Render every line of the rows below as a numbered list, leaving out blank lines.

** START OF DATA ENTRIES **

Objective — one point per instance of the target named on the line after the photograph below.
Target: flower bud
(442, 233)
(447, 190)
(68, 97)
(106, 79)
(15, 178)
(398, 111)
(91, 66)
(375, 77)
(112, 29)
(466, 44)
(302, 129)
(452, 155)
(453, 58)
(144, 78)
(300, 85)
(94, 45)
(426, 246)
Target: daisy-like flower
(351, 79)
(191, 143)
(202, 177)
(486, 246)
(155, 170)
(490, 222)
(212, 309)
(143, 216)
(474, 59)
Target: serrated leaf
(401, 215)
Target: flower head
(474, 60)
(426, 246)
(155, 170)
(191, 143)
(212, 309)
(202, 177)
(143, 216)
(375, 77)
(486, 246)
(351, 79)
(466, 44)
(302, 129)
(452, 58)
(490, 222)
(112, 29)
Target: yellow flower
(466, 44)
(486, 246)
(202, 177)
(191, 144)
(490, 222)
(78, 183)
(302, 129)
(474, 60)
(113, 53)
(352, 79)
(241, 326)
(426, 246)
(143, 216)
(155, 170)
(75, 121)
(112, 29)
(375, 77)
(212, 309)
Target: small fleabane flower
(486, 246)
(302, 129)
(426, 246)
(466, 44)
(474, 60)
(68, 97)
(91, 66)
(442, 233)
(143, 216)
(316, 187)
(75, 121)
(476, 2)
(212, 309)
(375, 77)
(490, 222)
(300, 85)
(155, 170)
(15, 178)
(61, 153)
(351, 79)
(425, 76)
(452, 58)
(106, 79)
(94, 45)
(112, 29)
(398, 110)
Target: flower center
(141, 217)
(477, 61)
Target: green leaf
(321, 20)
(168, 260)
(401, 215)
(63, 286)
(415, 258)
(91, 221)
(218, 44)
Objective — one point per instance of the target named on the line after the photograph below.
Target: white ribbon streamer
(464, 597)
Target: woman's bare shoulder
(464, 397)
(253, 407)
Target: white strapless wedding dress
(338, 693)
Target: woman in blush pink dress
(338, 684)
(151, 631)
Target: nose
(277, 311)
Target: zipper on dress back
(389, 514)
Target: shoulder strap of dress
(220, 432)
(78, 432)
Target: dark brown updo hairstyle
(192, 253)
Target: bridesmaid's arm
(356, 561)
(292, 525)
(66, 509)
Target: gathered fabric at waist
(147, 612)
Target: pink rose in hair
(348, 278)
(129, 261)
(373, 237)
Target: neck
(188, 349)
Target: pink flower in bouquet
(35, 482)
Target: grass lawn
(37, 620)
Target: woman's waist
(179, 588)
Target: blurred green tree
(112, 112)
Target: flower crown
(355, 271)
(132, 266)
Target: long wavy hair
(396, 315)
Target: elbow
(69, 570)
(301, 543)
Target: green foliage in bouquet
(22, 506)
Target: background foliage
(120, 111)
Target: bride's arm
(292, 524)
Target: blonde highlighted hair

** END OF DATA ENTRIES **

▶ RESPONSE TO THE EXERCISE
1. Objective — one point per instance of the target named on the line after the photograph below.
2. Target: flower bud
3. (442, 233)
4. (447, 190)
5. (68, 97)
6. (106, 79)
7. (15, 178)
8. (398, 111)
9. (91, 66)
10. (375, 77)
11. (112, 29)
12. (466, 44)
13. (302, 129)
14. (452, 155)
15. (453, 58)
16. (144, 78)
17. (300, 85)
18. (94, 45)
19. (426, 246)
20. Target: daisy-like flower
21. (351, 79)
22. (191, 143)
23. (202, 177)
24. (486, 246)
25. (155, 170)
26. (490, 222)
27. (212, 309)
28. (143, 216)
29. (474, 59)
30. Target: serrated leaf
31. (401, 215)
32. Target: flower head
33. (474, 60)
34. (426, 246)
35. (155, 170)
36. (191, 143)
37. (212, 309)
38. (202, 177)
39. (143, 216)
40. (375, 77)
41. (486, 246)
42. (351, 79)
43. (466, 44)
44. (302, 129)
45. (452, 58)
46. (490, 222)
47. (112, 29)
48. Target: yellow flower
49. (466, 44)
50. (486, 246)
51. (202, 177)
52. (191, 144)
53. (490, 222)
54. (78, 183)
55. (302, 129)
56. (474, 60)
57. (113, 53)
58. (352, 79)
59. (241, 326)
60. (426, 246)
61. (143, 216)
62. (155, 170)
63. (75, 121)
64. (112, 29)
65. (375, 77)
66. (212, 309)
67. Target: small fleabane flower
68. (486, 246)
69. (302, 129)
70. (426, 246)
71. (466, 44)
72. (474, 60)
73. (68, 97)
74. (91, 66)
75. (442, 233)
76. (143, 216)
77. (316, 187)
78. (75, 121)
79. (476, 2)
80. (212, 309)
81. (375, 77)
82. (490, 222)
83. (300, 85)
84. (155, 170)
85. (15, 178)
86. (61, 153)
87. (351, 79)
88. (425, 76)
89. (452, 58)
90. (106, 79)
91. (94, 45)
92. (112, 29)
93. (398, 110)
94. Target: flower center
95. (141, 217)
96. (477, 61)
97. Target: green leaf
98. (321, 20)
99. (168, 260)
100. (401, 215)
101. (63, 286)
102. (415, 258)
103. (91, 221)
104. (218, 44)
105. Objective — one point per instance of the target named on the line after the photograph below.
106. Target: white ribbon streamer
107. (464, 597)
108. Target: woman's bare shoulder
109. (464, 397)
110. (253, 407)
111. Target: white strapless wedding dress
112. (338, 693)
113. Target: woman in blush pink dress
114. (338, 684)
115. (151, 631)
116. Target: nose
117. (277, 311)
118. Target: zipper on dress back
119. (389, 514)
120. Target: shoulder strap of dress
121. (220, 432)
122. (78, 432)
123. Target: dark brown updo hairstyle
124. (192, 253)
125. Target: bridesmaid's arm
126. (356, 561)
127. (292, 525)
128. (66, 509)
129. Target: gathered fabric at waist
130. (147, 612)
131. Target: pink rose in hair
132. (348, 278)
133. (129, 261)
134. (373, 237)
135. Target: neck
136. (188, 349)
137. Target: pink flower in bouquet
138. (35, 482)
139. Target: grass lawn
140. (37, 620)
141. Target: woman's waist
142. (179, 588)
143. Target: blurred green tree
144. (112, 112)
145. Target: flower crown
146. (355, 271)
147. (132, 266)
148. Target: long wavy hair
149. (396, 315)
150. Target: elbow
151. (69, 570)
152. (301, 543)
153. Target: green foliage in bouquet
154. (22, 506)
155. Target: background foliage
156. (120, 111)
157. Target: bride's arm
158. (292, 524)
159. Target: blonde highlighted hair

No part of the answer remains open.